■ Objective a ■
In the article on survival kits, what turned out to be the "Personal Shelter" in one pre-packed Go Bag?

##### Document passage #####

I am sure you have read some of my earlier posts about the necessary items that should be in your home preparedness kits, and your “Go Bag.”
I talk a lot about these items, why you need them, and how to use them. But one other very important survival lesson that I teach, is that you must understand that not all “survival” gear is alike.
Remember, these are items you may very well be staking your life on. In a survival situation you do not want to rely on gimmicks, gadgets, or cheap knock-offs of quality tested and proven items. Whether you are buying items individually, or in pre-packed kits, shop like your life depends on it – because it does!
When preparing to write this article, I actually went out and purchased a number of pre-packaged so-called “Survival Kits” online and from various sites and sources. Do you know what I found?
Many kits advertised online, or in catalogs and sales brochures have nothing but a generic list of the items included, and maybe even a stock photo, that bears little resemblance to what you actually receive, which can often be nothing but a bunch of useless junk!
The suppliers who sell these “kits” like to say, “even a cheap kit, is better than no kit at all.” That may be true, they may have a few worthwhile items, but contrary to what their manufacturers say, rather than being “better than nothing” — they can do more harm than good by providing you with a false sense of security. A survival knife that falls apart, a compass that does not work accurately, a weather radio that fails – can be more than worthless – they can be deadly!
What Should You Look for In Any Survival Kit?
When considering the purchase of any pre-assembled kit, you must make sure you know exactly what is in the kit, and the quality of those items. Even if they are “honest” enough to show a picture of what you get, these slick ads may make the product look good, but hide the harsh reality that it may well break apart in your hands when put to heavy use.
Be on the lookout for phrases such as, “The items you receive will be equal to or better than pictured.” This is a red flag. Legitimate suppliers of worthwhile gear will be happy to level with you, and if you call, tell you exactly the name brand of the item, and why they chose to include it in their kit.
Among my random purchases, I found a pre-packed Go Bag out there where a “Personal Shelter“ is a large garbage bag, and a “First Aid Kit” is nothing more than a few adhesive bandages, cotton swabs and alcohol pads!
Steer clear of kits that hawk the number of items included as their main selling point. You might see a kit that hypes “over 125 items,” and think “Wow, that must be an amazingly comprehensive kit!” Until you get it and find out that they count each individual match, each water purifying tablet, and each cotton ball as a separate item in their mediocre first aid kit!
And this is not even the worst of the worst. A basic survival lesson as important as most others that I teach is “Caveat Emptor” – Let the Buyer Beware. You need to make sure you know exactly what you are getting when it comes to gear that you may need to save your life!

##### Raw records #####

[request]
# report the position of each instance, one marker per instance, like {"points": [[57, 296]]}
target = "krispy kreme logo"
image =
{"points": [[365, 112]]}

#####

■ Objective b ■
Rewrite the rows above, replacing "marker" with "point" and keeping everything else the same.

■ Worked answer a ■
A large garbage bag.

■ Worked answer b ■
[request]
# report the position of each instance, one point per instance, like {"points": [[57, 296]]}
target = "krispy kreme logo"
image =
{"points": [[365, 112]]}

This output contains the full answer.